Picture region annotation data:
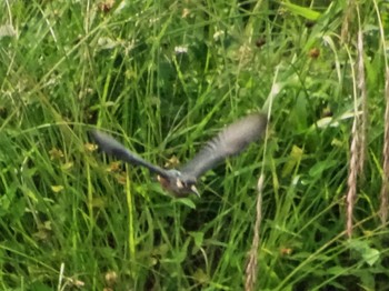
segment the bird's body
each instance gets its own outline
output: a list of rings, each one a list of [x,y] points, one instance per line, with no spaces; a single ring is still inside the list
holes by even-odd
[[[249,143],[259,139],[263,134],[266,126],[267,118],[262,113],[250,114],[231,123],[208,141],[194,158],[179,170],[164,170],[149,163],[101,131],[92,131],[92,137],[106,153],[128,163],[148,168],[151,172],[157,173],[158,181],[163,188],[170,190],[172,194],[187,197],[190,193],[199,195],[196,189],[199,177],[215,168],[226,158],[238,154]]]

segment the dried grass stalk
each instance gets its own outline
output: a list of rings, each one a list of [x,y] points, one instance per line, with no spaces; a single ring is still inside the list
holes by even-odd
[[[246,265],[246,282],[245,282],[245,290],[246,291],[252,291],[256,288],[257,282],[257,273],[258,273],[258,252],[259,252],[259,230],[261,227],[262,221],[262,189],[263,189],[263,180],[265,175],[263,173],[258,179],[257,190],[257,218],[256,218],[256,224],[253,229],[253,238],[251,243],[251,249],[249,252],[249,260]]]

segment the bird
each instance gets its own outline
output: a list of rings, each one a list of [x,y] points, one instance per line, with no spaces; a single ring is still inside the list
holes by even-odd
[[[237,155],[251,142],[259,140],[266,132],[267,123],[268,119],[262,112],[248,114],[221,130],[183,167],[171,170],[146,161],[100,130],[92,130],[91,137],[102,152],[132,165],[146,167],[150,172],[157,174],[157,180],[162,188],[173,197],[186,198],[189,194],[200,197],[196,188],[199,178],[228,157]]]

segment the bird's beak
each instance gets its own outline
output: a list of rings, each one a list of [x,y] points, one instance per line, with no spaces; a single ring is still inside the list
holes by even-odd
[[[190,187],[190,190],[198,197],[198,198],[200,198],[200,193],[199,193],[199,191],[197,191],[197,188],[196,188],[196,185],[191,185]]]

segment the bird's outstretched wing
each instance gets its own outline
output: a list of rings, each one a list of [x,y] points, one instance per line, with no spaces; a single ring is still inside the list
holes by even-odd
[[[197,180],[227,157],[238,154],[250,142],[259,139],[266,131],[266,124],[267,117],[255,113],[228,126],[180,169],[182,175]]]
[[[157,173],[166,179],[170,179],[170,174],[167,170],[163,170],[162,168],[154,165],[143,160],[138,154],[129,151],[123,144],[121,144],[119,141],[113,139],[111,136],[98,130],[91,131],[91,136],[103,152],[111,154],[114,158],[122,160],[124,162],[128,162],[134,165],[143,165],[148,168],[151,172]]]

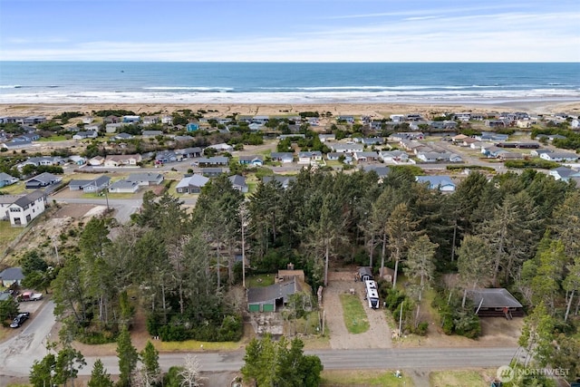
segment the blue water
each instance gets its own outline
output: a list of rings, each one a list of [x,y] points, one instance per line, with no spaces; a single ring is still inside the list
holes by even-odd
[[[0,103],[580,100],[580,63],[0,62]]]

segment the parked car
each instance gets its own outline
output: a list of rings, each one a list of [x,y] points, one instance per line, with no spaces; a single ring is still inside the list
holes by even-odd
[[[18,328],[18,327],[20,327],[20,325],[24,324],[24,321],[28,320],[28,317],[30,317],[30,312],[24,312],[24,313],[18,314],[18,315],[16,317],[14,317],[14,321],[10,324],[10,327],[11,328]]]

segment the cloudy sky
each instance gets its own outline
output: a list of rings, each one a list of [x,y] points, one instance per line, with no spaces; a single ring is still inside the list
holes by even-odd
[[[0,59],[580,62],[577,0],[0,0]]]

Exercise requirements:
Lay out the full listing above as a JSON array of strings, with one string per line and blank lines dropped. Omit the pictures.

Expected answer:
[
  "segment the bird's body",
  "each instance gets its own outline",
  "output: a list of rings, each one a list of [x,y] points, one instance per line, with no spaces; a single ring is still inside the list",
  "holes by even-odd",
  "[[[249,143],[259,139],[263,134],[266,126],[267,118],[262,113],[250,114],[231,123],[208,141],[194,158],[179,170],[164,170],[149,163],[101,131],[92,131],[92,137],[106,153],[128,163],[148,168],[151,172],[157,173],[158,181],[163,188],[170,190],[172,194],[187,197],[190,193],[199,195],[196,189],[199,177],[215,168],[226,158],[238,154]]]",
  "segment the dried grass stalk",
  "each instance gets its own outline",
  "output: a list of rings, each one a list of [x,y] points, one instance per line, with no spaces; a single ring is still inside the list",
  "holes by even-odd",
  "[[[246,265],[246,282],[245,282],[245,290],[246,291],[252,291],[256,288],[257,282],[257,273],[258,273],[258,252],[259,252],[259,230],[261,227],[262,221],[262,189],[263,189],[263,180],[265,175],[263,173],[258,179],[257,190],[257,218],[256,218],[256,224],[253,229],[253,238],[251,243],[251,249],[249,252],[249,260]]]",
  "segment the bird",
  "each instance gets its own outline",
  "output: a list of rings, each one a list of [x,y] points, one instance per line, with no spaces; a single ring is still inside the list",
  "holes by even-odd",
  "[[[237,155],[251,142],[259,140],[266,132],[267,123],[268,119],[262,112],[248,114],[221,130],[183,167],[171,170],[146,161],[100,130],[92,130],[91,137],[102,152],[132,165],[146,167],[150,172],[157,174],[157,180],[162,188],[173,197],[186,198],[189,194],[200,197],[196,188],[199,178],[228,157]]]",
  "segment the bird's beak",
  "each instance gets its own outline",
  "output: a list of rings, each one a list of [x,y] points, one instance per line, with no spaces; a single ring is still inside the list",
  "holes by even-odd",
  "[[[190,187],[190,190],[198,197],[198,198],[200,198],[200,193],[199,193],[199,191],[197,191],[197,188],[196,188],[196,185],[191,185]]]",
  "segment the bird's outstretched wing",
  "each instance gets its own outline",
  "output: a list of rings, each one a list of [x,y] points, one instance per line, with no spaces; a single ring is still inside the list",
  "holes by even-odd",
  "[[[197,180],[227,157],[238,154],[250,142],[259,139],[266,131],[266,124],[267,117],[255,113],[228,126],[180,169],[182,175]]]",
  "[[[157,173],[166,179],[170,179],[170,174],[167,170],[163,170],[162,168],[154,165],[143,160],[138,154],[129,151],[123,144],[121,144],[119,141],[113,139],[111,136],[98,130],[91,131],[91,136],[103,152],[111,154],[114,158],[122,160],[124,162],[128,162],[134,165],[143,165],[148,168],[151,172]]]",
  "segment the blue water",
  "each instance gets its own outline",
  "output: a list of rings, each one a list of [x,y] points, one instance per line, with no spaces; a single ring is still inside the list",
  "holes by even-odd",
  "[[[0,103],[580,100],[580,63],[0,62]]]",
  "segment the parked car",
  "each instance gets its own outline",
  "output: a list of rings, each one a list of [x,y] points, one instance per line, with no spaces; a single ring is still inside the list",
  "holes by even-odd",
  "[[[18,328],[18,327],[20,327],[20,325],[24,324],[24,321],[28,320],[28,317],[30,317],[30,312],[24,312],[24,313],[18,314],[18,315],[16,317],[14,317],[14,321],[10,324],[10,327],[11,328]]]",
  "segment the cloudy sky",
  "each instance gets its own outline",
  "output: a list of rings, each one a list of [x,y] points, one instance per line, with no spaces; a single ring is still inside the list",
  "holes by even-odd",
  "[[[0,59],[580,62],[577,0],[0,0]]]"
]